What needs to be done => Set down the following lines again exactly as they appear, from first to last.

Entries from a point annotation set
□ □ □ □ □ □ □

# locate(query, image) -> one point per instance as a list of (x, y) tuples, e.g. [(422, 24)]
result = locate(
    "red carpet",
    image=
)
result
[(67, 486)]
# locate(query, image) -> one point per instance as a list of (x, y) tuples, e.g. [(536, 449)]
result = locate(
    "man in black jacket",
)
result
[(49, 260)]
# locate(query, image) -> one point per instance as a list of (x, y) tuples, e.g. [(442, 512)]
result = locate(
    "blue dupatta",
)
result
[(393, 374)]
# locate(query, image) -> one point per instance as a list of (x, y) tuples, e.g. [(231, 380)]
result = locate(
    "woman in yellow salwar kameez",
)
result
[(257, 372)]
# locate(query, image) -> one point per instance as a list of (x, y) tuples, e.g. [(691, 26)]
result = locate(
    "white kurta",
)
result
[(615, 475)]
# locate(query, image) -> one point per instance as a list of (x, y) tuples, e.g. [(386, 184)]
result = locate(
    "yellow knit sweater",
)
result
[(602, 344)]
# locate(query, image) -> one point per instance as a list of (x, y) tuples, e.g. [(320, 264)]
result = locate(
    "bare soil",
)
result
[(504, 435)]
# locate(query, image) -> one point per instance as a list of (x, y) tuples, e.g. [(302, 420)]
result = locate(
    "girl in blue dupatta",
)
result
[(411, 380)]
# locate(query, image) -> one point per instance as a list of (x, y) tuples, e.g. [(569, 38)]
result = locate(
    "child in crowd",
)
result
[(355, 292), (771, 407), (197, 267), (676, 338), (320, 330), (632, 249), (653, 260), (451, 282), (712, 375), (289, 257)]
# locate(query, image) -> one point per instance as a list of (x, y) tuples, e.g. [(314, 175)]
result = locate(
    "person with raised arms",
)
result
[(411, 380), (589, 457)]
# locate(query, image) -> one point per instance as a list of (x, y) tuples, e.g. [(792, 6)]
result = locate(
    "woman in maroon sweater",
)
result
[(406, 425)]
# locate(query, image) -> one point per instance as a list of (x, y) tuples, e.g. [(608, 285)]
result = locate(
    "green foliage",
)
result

□ □ □ □ □ □ □

Completed exercise =>
# locate(query, image) -> one point per instance as a list of (x, y) tuples, e.g. [(422, 24)]
result = locate(
    "red carpet",
    image=
)
result
[(67, 486)]
# locate(query, image) -> one point per instance as a list of (x, y) tuples, e.g. [(536, 449)]
result = locate(
    "man in black jacket",
)
result
[(49, 260)]
# locate(query, image) -> one point per instance as a list of (x, y) tuples, e.g. [(442, 512)]
result = locate(
    "blue dupatta",
)
result
[(393, 374)]
# locate(query, image) -> one point per instance as a list of (x, y) tuples, e.g. [(231, 380)]
result = locate(
    "woman in yellow salwar kameez",
)
result
[(257, 372)]
# locate(query, image) -> one point per instance as a list of (x, y) tuples, e.g. [(691, 26)]
result = locate(
    "white kurta",
)
result
[(615, 475)]
# locate(query, image) -> one point per instance as a list of (x, y) tuples, e.g. [(386, 184)]
result = locate(
    "yellow knit sweater",
)
result
[(602, 344)]
# locate(query, image) -> one point per instance as a list of (x, y) tuples, e.g. [(320, 264)]
result = locate(
    "bare soil",
)
result
[(504, 435)]
# locate(query, image) -> one point per instance as a list of (x, y) tuples, e.g. [(302, 420)]
result = locate(
    "girl in blue dupatta",
)
result
[(411, 380)]
# locate(query, image) -> one point per instance as a list of (x, y) tuples, e.g. [(569, 38)]
result = locate(
    "child in crowd",
)
result
[(355, 292), (771, 407), (197, 267), (676, 338), (320, 330), (632, 249), (653, 260), (451, 282), (712, 375), (289, 257)]
# locate(query, image) -> one point per instance as a list of (x, y) tuples, e.g. [(314, 175)]
result = locate(
    "person with raised arms",
)
result
[(411, 380), (589, 457)]
# locate(query, image) -> one point per instance as a list of (x, y) tuples, e.g. [(792, 6)]
result = locate(
    "woman in maroon sweater",
)
result
[(406, 425)]
# locate(query, image) -> one point per instance as a list of (x, y) tuples, e.g. [(608, 285)]
result = locate(
    "green foliage",
)
result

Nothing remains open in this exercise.